- Data lines -
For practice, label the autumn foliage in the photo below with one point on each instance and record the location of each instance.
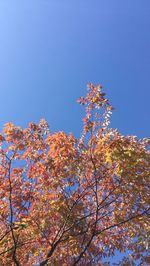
(67, 201)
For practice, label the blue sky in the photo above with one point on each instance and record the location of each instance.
(50, 50)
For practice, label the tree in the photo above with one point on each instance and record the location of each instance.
(68, 201)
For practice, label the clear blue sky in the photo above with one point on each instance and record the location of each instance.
(50, 50)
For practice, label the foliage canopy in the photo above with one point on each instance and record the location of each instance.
(67, 201)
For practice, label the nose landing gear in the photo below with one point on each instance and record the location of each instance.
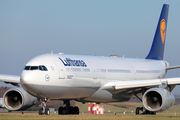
(68, 109)
(44, 110)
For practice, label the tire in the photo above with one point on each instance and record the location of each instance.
(71, 110)
(47, 111)
(60, 110)
(76, 110)
(40, 111)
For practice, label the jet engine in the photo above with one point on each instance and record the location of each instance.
(158, 99)
(18, 99)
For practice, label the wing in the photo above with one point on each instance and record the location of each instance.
(172, 67)
(12, 79)
(116, 86)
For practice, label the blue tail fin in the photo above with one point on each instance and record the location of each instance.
(157, 48)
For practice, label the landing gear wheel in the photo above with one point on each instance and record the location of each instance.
(76, 110)
(61, 110)
(139, 110)
(47, 111)
(41, 111)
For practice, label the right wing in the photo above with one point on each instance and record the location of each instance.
(12, 79)
(116, 85)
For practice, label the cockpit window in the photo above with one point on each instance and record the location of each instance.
(34, 68)
(27, 68)
(41, 67)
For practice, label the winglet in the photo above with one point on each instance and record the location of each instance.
(157, 48)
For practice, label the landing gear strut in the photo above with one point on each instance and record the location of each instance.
(143, 111)
(68, 109)
(44, 110)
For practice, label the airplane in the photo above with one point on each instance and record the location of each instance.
(96, 79)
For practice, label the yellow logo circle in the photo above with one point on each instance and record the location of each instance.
(163, 30)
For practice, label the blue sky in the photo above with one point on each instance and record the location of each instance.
(86, 27)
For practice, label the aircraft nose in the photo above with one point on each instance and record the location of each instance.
(27, 77)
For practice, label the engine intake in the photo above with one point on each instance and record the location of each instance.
(18, 99)
(158, 99)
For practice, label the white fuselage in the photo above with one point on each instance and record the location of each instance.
(81, 77)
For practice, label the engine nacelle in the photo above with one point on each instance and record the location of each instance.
(18, 99)
(158, 99)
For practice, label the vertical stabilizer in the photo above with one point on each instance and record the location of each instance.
(157, 48)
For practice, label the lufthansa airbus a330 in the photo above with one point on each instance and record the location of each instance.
(95, 79)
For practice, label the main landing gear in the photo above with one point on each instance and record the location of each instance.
(44, 110)
(68, 109)
(143, 111)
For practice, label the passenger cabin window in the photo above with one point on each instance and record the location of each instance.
(34, 68)
(43, 68)
(40, 67)
(27, 68)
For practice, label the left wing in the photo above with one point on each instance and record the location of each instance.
(12, 79)
(172, 67)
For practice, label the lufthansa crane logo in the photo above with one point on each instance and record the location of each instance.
(163, 30)
(47, 77)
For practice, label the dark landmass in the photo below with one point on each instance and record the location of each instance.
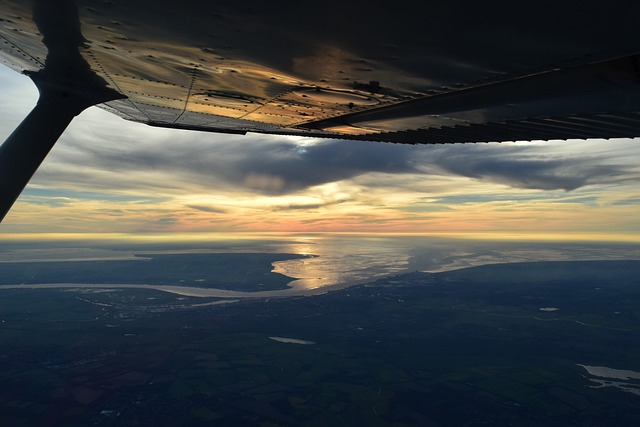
(239, 272)
(469, 347)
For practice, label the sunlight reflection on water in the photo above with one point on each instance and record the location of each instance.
(335, 260)
(342, 260)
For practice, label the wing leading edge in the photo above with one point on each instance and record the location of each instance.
(438, 73)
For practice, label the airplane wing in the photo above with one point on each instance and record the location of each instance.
(403, 72)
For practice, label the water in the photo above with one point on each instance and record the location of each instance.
(334, 260)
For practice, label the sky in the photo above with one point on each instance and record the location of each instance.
(108, 175)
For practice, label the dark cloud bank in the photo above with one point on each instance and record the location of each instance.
(271, 165)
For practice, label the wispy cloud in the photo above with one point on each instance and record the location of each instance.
(107, 174)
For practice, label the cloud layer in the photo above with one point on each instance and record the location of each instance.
(108, 174)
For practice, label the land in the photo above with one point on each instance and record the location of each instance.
(241, 272)
(468, 347)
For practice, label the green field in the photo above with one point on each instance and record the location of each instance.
(470, 347)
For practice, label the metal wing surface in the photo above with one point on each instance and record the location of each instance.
(404, 71)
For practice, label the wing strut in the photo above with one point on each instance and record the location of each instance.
(25, 149)
(67, 86)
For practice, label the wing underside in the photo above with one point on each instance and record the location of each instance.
(451, 73)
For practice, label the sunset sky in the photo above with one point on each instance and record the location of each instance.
(107, 175)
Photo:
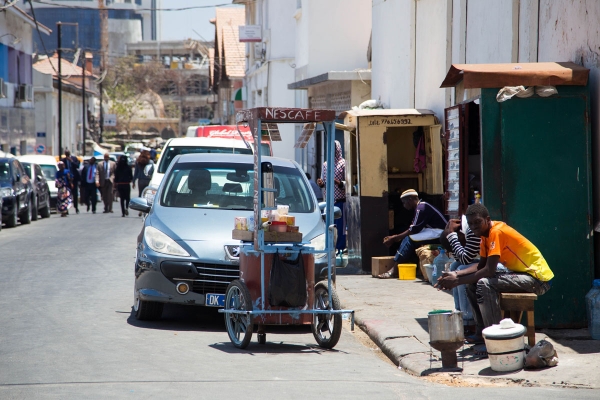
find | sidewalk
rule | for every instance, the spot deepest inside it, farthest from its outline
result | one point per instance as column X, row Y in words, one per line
column 394, row 315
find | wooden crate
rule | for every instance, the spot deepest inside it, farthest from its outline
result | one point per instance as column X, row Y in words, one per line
column 284, row 237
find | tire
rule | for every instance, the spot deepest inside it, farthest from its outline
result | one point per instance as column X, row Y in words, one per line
column 45, row 212
column 11, row 222
column 25, row 218
column 148, row 310
column 326, row 329
column 34, row 210
column 239, row 326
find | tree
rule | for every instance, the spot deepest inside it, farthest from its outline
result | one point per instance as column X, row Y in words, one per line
column 126, row 84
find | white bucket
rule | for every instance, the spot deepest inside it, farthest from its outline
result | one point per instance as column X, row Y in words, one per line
column 505, row 345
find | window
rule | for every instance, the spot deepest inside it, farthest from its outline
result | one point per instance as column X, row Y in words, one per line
column 230, row 186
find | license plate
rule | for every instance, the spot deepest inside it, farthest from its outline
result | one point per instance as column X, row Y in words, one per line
column 215, row 300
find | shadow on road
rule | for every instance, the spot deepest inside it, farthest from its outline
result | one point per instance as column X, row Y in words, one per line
column 182, row 318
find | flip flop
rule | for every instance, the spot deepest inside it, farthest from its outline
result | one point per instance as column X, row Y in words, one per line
column 480, row 351
column 388, row 275
column 474, row 339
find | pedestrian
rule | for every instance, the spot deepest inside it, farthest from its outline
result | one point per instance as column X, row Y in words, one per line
column 123, row 178
column 316, row 189
column 143, row 171
column 64, row 185
column 89, row 184
column 339, row 193
column 105, row 176
column 72, row 164
column 528, row 271
column 426, row 228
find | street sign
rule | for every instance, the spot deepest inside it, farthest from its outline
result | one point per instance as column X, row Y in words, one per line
column 110, row 119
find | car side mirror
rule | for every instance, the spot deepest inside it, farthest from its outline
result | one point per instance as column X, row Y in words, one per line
column 140, row 204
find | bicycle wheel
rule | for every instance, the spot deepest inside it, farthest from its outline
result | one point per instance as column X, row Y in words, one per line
column 239, row 326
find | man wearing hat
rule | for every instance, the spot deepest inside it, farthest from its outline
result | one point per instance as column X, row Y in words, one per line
column 426, row 228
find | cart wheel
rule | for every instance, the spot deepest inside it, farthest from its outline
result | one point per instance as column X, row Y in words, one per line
column 262, row 338
column 239, row 326
column 326, row 328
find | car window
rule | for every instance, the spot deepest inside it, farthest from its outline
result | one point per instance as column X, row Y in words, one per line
column 5, row 172
column 49, row 171
column 171, row 152
column 230, row 186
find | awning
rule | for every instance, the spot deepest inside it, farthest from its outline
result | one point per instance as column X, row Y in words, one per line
column 515, row 74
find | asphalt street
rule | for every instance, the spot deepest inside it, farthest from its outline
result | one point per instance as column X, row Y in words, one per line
column 67, row 332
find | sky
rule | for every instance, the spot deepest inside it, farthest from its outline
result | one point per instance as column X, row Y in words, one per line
column 179, row 25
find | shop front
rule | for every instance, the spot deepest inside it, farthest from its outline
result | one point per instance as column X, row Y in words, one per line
column 531, row 159
column 380, row 149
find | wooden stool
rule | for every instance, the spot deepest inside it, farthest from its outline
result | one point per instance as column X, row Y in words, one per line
column 513, row 305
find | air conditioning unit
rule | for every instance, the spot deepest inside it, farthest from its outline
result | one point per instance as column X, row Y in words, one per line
column 25, row 92
column 259, row 51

- Problem details -
Transcribe the complete set of entries verbatim. No pictures belong in the copy.

- Solution -
For practice, label the autumn foliage in the photo below with one point on each instance and record the location of each instance.
(67, 201)
For practice, label the blue sky in the photo above with one point on each instance and record the location of each instance.
(50, 50)
For practice, label the tree in the photo above with one point on each instance and record the location of each instance.
(68, 201)
For practice, label the clear blue sky in the photo above with one point on each instance and record the location of each instance.
(50, 50)
For practice, label the foliage canopy in the photo above with one point on each instance and record the location of each instance.
(67, 201)
For practice, label the nose landing gear in the photo below with one point on each instance and record the location of each instance.
(68, 109)
(44, 110)
For practice, label the tire in the photo above with one point on each instance and record the location of each instance.
(71, 110)
(47, 111)
(60, 110)
(76, 110)
(40, 111)
For practice, label the jet engine in the photo above with one point on each instance and record the location of each instance.
(158, 99)
(18, 99)
For practice, label the wing in the photo above with one point on each instance and record the location of each instance.
(172, 67)
(12, 79)
(116, 86)
For practice, label the blue tail fin in the photo above with one point on each instance and record the location of each instance.
(157, 48)
For practice, label the landing gear wheel in the photo above with one point on each instance and record the location of each instance.
(76, 110)
(61, 110)
(139, 110)
(47, 111)
(41, 111)
For practice, label the right wing in the photo above with one point on each instance and record the location of each instance.
(12, 79)
(116, 85)
For practice, label the cockpit window in the photo above with one point on each instance and record the location of each instance.
(34, 68)
(27, 68)
(41, 67)
For practice, label the winglet in the photo above with one point on each instance and record the location of each instance.
(157, 48)
For practice, label the landing gear strut in the photo above with one point on each instance and record the location of each instance.
(143, 111)
(68, 109)
(44, 110)
For practice, label the airplane in the photo above with one point on each instance and record the location of each instance.
(96, 79)
For practice, label the yellow logo circle in the photo above with one point on each instance and record the location of each instance.
(163, 30)
For practice, label the blue sky in the photo above with one point on each instance and record the location of each instance.
(86, 27)
For practice, label the aircraft nose in the photo above with one point on each instance and record the location of each instance.
(27, 77)
For practice, label the engine intake in the photo above with one point on each instance and record the location of each instance.
(18, 99)
(158, 99)
For practice, label the white fuselage in the photo above with one point on each instance and record the location of each instance.
(81, 77)
For practice, label the engine nacelle in the photo above with one point on each instance and record the location of each instance.
(18, 99)
(158, 99)
For practice, label the vertical stabilizer in the photo above with one point on each instance and record the location of each instance.
(157, 48)
For practice, label the lufthansa airbus a330 in the photo above with one point on each instance and record the location of each instance.
(95, 79)
For practice, label the main landing gear in the photo above with one point on each instance and record the location of each instance.
(44, 110)
(68, 109)
(143, 111)
For practice, label the passenger cabin window in the photo above with one point on each instance and record the location of each instance.
(34, 68)
(43, 68)
(40, 67)
(27, 68)
For practice, label the left wing in the photo above with one point on each instance and record the location of each instance.
(12, 79)
(172, 67)
For practice, label the lufthansa crane logo in the photo above with one point on each instance and record the location of each instance.
(163, 30)
(47, 77)
For practice, label the dark landmass in the photo below with one point on each instance and record the location of each instance.
(239, 272)
(469, 347)
For practice, label the sunlight reflection on water in the photo above with one point on each instance and record the location of each instance.
(335, 260)
(342, 260)
For practice, label the wing leading edge in the photo above with one point on each instance and record the location of each instance.
(438, 73)
For practice, label the airplane wing in the photo above with one point on each instance and record the location of each instance.
(403, 72)
For practice, label the water in the photo above with one point on each instance and record the location of each instance.
(334, 260)
For practice, label the sky in the photo above with one point on each instance and record the location of each instance.
(108, 175)
For practice, label the dark cloud bank in the photo above with one point on each instance and record the location of each instance.
(271, 165)
For practice, label the wispy cloud in the photo above with one point on each instance and record the location of each instance.
(107, 174)
For practice, label the cloud layer in the photo above with one point on each instance and record the location of each instance.
(108, 174)
For practice, label the land in the photo above with one point on each instance and record the location of each instance.
(241, 272)
(468, 347)
For practice, label the green field in the photo above with one point on each instance and record the location of each instance.
(470, 347)
For practice, label the metal wing surface in the photo above with one point on each instance and record the location of each instance.
(404, 71)
For practice, label the wing strut in the photo above with one point on each instance and record the location of each instance.
(25, 149)
(67, 86)
For practice, label the wing underside in the photo above with one point on each instance and record the location of each instance.
(451, 73)
For practice, label the sunset sky in the photo above with one point on each instance and record the location of each instance.
(107, 175)
Photo:
find | sidewalk
rule | for every instance, the spot deepest inside it, farthest from its outline
result | one point per instance as column X, row Y in words, one per line
column 394, row 315
find | wooden crate
rule | for every instance, the spot deepest inside it, farthest from its outline
result | one point per instance as column X, row Y in words, one per line
column 284, row 237
find | tire
rule | for every instance, the spot deepest inside it, farthest from its outline
result | one point per instance as column X, row Y in words, one per line
column 45, row 212
column 11, row 222
column 25, row 218
column 148, row 310
column 326, row 329
column 34, row 210
column 239, row 326
find | tree
rule | for every instance, the spot deepest inside it, farthest from its outline
result | one point per instance as column X, row Y in words, one per line
column 126, row 84
find | white bucket
rule | for every instance, the spot deepest inside it, farthest from its outline
result | one point per instance as column X, row Y in words, one per line
column 505, row 345
find | window
rule | for every instance, the spot deepest inside it, farthest from its outline
result | one point per instance as column X, row Y in words, one per line
column 230, row 186
find | license plate
rule | for every instance, the spot deepest inside it, farthest from its outline
result | one point per instance as column X, row Y in words, one per line
column 215, row 300
find | shadow on road
rule | for every instance, the spot deepest inside it, farthest from its outline
result | one point per instance as column X, row Y in words, one per line
column 182, row 318
find | flip flop
rule | for every instance, the spot deepest inside it, farthest from its outline
result | one point per instance as column X, row Y in words, one per line
column 480, row 351
column 388, row 275
column 474, row 339
find | pedestrian
rule | for every instance, the spot deepest inside it, farthest from its outline
result | one point per instance as column X, row Y in words, one per line
column 123, row 178
column 316, row 189
column 143, row 171
column 64, row 185
column 89, row 184
column 339, row 193
column 105, row 176
column 72, row 164
column 528, row 271
column 426, row 228
find | street sign
rule | for every instance, the spot deepest inside it, farthest from its outline
result | one point per instance as column X, row Y in words, one per line
column 110, row 119
find | car side mirror
rule | for every instance, the spot deepest inside it, farthest from its outline
result | one point per instance as column X, row Y in words, one per line
column 140, row 204
find | bicycle wheel
rule | for every instance, the spot deepest inside it, farthest from its outline
result | one point per instance as column X, row Y in words, one per line
column 239, row 326
find | man wearing hat
rule | for every instance, the spot deepest inside it, farthest from its outline
result | one point per instance as column X, row Y in words, one per line
column 426, row 228
find | cart wheel
rule | for every instance, the spot deepest inside it, farthest from its outline
result | one point per instance as column X, row Y in words, one per line
column 262, row 338
column 239, row 326
column 326, row 328
find | car window
rule | for every instance, the spot deepest inside it, farthest from its outline
result | one point per instance as column X, row Y in words, one per line
column 5, row 172
column 49, row 171
column 171, row 152
column 230, row 186
find | awning
rule | for every instance, the spot deepest inside it, farthest from its outline
result | one point per instance as column X, row Y in words, one per line
column 515, row 74
find | asphalt street
rule | for every instance, the spot deepest inside it, farthest from its outline
result | one point per instance as column X, row Y in words, one per line
column 67, row 332
find | sky
rule | for every instance, the spot deepest inside it, farthest from its outline
result | one point per instance as column X, row Y in words, one per line
column 179, row 25
find | shop front
rule | for every instance, the spot deepest inside it, farthest from its outline
result | one point per instance as column X, row Y in words, one per line
column 531, row 159
column 380, row 149
find | wooden stool
rule | for every instance, the spot deepest inside it, farthest from its outline
result | one point per instance as column X, row Y in words, one per line
column 513, row 305
find | air conditioning unit
rule | for every instance, the spot deepest inside it, farthest from its outline
result | one point per instance as column X, row Y in words, one per line
column 25, row 92
column 259, row 51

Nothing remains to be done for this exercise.